Pick the lines holding the string "sconce" out of the records and copy them.
[Opening DATA IN THIS EXERCISE section]
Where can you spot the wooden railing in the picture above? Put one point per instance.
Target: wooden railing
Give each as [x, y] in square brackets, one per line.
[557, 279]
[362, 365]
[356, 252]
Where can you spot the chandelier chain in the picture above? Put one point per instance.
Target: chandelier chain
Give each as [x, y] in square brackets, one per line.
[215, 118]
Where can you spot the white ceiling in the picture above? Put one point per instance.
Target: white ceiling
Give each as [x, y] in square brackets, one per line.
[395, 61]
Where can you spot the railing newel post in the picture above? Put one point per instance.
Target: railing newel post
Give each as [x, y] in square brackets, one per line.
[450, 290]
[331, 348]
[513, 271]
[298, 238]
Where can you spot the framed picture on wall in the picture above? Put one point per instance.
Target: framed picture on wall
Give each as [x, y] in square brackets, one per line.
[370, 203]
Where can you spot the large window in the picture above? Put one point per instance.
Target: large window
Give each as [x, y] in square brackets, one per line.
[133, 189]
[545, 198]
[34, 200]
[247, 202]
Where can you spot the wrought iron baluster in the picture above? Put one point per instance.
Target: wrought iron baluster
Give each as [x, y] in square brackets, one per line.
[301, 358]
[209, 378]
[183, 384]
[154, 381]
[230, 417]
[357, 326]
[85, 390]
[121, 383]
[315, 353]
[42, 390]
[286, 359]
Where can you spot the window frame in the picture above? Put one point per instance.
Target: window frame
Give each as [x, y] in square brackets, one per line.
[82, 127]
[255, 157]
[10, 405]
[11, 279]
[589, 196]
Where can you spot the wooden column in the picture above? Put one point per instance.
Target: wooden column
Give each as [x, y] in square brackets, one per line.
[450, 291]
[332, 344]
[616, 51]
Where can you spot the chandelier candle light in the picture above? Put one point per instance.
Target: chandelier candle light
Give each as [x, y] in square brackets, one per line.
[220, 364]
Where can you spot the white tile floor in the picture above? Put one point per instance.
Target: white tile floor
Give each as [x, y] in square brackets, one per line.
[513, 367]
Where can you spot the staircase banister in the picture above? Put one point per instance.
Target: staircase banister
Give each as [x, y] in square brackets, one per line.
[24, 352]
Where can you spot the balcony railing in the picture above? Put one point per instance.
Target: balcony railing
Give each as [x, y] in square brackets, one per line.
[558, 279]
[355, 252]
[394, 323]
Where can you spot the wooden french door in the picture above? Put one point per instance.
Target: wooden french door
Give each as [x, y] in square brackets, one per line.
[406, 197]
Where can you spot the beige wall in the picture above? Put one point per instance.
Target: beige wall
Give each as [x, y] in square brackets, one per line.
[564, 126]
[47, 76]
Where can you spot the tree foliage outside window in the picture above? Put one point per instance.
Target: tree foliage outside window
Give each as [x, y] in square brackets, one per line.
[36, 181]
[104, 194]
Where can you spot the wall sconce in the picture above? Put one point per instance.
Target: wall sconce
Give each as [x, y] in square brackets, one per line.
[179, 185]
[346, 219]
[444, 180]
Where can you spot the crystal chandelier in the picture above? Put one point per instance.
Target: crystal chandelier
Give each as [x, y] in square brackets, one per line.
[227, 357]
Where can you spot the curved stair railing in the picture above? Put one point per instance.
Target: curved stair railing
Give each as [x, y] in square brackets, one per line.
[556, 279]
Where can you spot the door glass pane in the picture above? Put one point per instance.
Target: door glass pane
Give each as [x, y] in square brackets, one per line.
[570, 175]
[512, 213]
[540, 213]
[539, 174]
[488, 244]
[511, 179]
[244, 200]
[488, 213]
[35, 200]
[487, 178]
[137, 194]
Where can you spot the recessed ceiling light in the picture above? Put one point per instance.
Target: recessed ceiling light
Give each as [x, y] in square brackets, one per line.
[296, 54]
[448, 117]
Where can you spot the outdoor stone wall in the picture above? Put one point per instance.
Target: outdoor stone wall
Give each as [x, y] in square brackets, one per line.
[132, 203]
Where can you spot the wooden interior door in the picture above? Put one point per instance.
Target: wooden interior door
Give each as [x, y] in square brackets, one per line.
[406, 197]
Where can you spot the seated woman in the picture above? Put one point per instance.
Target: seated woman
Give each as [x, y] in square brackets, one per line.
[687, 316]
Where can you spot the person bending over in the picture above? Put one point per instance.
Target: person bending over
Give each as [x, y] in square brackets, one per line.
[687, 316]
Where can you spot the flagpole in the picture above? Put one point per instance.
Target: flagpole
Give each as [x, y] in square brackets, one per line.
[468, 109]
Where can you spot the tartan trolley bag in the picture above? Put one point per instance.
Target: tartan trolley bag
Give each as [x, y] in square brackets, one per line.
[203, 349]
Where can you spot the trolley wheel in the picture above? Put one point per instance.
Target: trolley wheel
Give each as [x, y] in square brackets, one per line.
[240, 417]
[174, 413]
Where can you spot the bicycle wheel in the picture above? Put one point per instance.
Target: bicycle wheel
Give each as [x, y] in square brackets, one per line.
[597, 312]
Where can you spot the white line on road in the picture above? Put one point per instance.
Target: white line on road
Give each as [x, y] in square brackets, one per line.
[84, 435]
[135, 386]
[Closing DATA IN THIS EXERCISE section]
• [EXERCISE SOLUTION]:
Where can you spot the wall sconce in the picture above? Put one point per instance.
Target: wall sconce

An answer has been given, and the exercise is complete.